Texto exibido:
^^^^^^^^
Eduardo Canto é um dos intérpretes mais respeitados da música brasileira contemporânea. Com uma voz de barítono marcante e enorme versatilidade, ele transita com naturalidade entre o resgate da canção brasileira clássica e a pulsação contagiante do samba-reggae da Banda Afrika, além de conduzir rodas de samba que já fazem parte do calendário cultural carioca.
Origens e formação musical
Nascido em 1962 em um verdadeiro berço musical – seu avô materno cantou com os mestres Pixinguinha e Donga e, do lado paterno, sua família é composta por vocalistas de coros evangélicos –, Eduardo Canto cresceu cercado por serestas, encontros de violão e muitas vozes afinadas. Desde muito cedo, por volta dos quatro ou cinco anos, a música se tornou o eixo da sua vida, alimentada por reuniões familiares que funcionavam como uma escola informal de canto e interpretação.
Carioca, Eduardo morou 20 anos em Brasília, onde iniciou sua trajetória artística cantando em festivais estudantis. Foi nesse período que começou a desenvolver, no palco, o domínio de voz, presença cênica e interpretação que mais tarde o destacariam nacionalmente. Aos 17 anos, decidiu profissionalizar a carreira e transformar o talento em ofício, aperfeiçoando a técnica vocal, participando de grupos e, principalmente, construindo um jeito próprio de contar histórias por meio da canção.
^^^^^^^^
Instrução:
Responda com base no texto sobre Eduardo Canto:
1. Que tipo de voz ele tem?
2. Em que ano ele nasceu?
3. Por quantos anos ele morou em Brasília?

Material fornecido:
^^^^^^^^
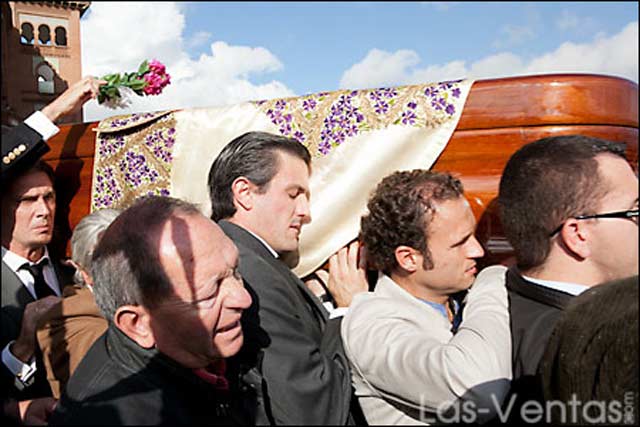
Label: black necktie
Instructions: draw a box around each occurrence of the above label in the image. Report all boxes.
^^^^^^^^
Resposta correta:
1. Voz de barítono.
2. Em 1962.
3. Por 20 anos.